## [Exercise task]
Reproduce these lines without changes, starting at the line that contains "find the green plant" and continuing through the end of the lines.

## [Data lines]

▶

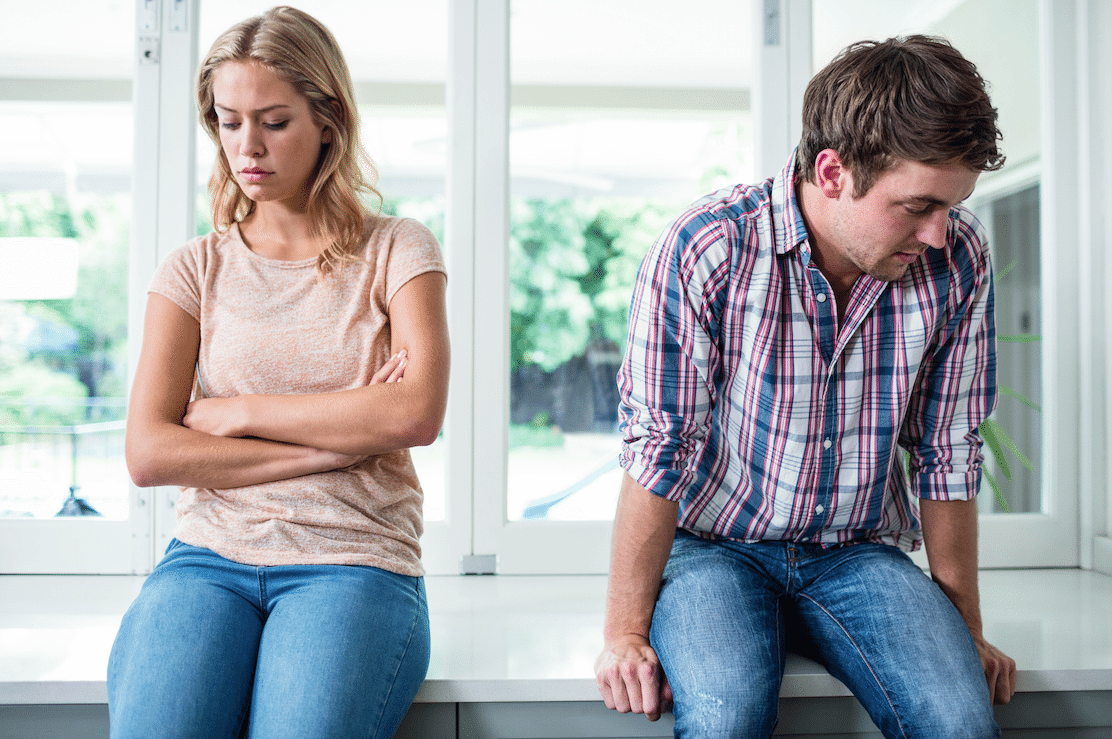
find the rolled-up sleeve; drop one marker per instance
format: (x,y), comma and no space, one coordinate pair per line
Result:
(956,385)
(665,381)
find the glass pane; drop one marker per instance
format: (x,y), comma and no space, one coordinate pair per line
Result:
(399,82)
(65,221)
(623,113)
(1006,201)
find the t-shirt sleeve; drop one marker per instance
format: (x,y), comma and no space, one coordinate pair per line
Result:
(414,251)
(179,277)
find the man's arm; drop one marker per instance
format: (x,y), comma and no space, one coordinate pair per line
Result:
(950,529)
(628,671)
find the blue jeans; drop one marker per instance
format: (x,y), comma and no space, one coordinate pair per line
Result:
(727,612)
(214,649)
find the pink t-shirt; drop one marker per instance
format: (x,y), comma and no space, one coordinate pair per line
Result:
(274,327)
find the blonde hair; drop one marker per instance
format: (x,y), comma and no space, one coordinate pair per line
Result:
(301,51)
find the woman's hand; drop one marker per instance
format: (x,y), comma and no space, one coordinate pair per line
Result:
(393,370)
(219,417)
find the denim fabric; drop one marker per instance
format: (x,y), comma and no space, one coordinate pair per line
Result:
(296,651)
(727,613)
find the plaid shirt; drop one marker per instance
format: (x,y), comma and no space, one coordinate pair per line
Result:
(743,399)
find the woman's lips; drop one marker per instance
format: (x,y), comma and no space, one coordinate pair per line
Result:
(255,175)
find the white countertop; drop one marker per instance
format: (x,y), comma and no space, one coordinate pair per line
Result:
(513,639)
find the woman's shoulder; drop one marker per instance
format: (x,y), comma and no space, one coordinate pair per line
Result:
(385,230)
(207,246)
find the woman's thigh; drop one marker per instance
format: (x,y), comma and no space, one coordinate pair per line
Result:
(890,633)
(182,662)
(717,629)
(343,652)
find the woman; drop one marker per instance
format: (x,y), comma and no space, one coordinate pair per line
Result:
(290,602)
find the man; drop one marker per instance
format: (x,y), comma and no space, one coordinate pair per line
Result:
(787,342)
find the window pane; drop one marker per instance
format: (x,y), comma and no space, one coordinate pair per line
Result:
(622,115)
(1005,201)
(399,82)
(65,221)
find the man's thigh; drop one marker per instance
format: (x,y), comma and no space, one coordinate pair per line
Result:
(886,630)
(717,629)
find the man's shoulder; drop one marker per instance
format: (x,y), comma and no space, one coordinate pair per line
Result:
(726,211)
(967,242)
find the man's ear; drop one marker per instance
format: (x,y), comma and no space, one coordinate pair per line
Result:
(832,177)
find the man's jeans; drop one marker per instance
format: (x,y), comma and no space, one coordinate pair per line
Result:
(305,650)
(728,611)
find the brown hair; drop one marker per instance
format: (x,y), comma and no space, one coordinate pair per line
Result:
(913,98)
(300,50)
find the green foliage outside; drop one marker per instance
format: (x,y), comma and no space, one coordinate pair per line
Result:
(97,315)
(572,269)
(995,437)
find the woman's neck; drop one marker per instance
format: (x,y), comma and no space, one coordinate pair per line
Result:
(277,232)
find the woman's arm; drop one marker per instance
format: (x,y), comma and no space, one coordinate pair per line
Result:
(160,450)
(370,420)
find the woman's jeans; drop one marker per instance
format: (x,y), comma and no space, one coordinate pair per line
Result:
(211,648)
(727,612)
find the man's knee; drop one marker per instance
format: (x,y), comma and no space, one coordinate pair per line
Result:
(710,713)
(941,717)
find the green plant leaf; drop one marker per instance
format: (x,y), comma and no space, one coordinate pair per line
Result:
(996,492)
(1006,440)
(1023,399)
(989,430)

◀

## [Correct answer]
find the green plant leaf; drop one marker per instance
format: (x,y), comma and no space, one coordinate pair per line
Result:
(996,492)
(1006,440)
(1023,399)
(989,430)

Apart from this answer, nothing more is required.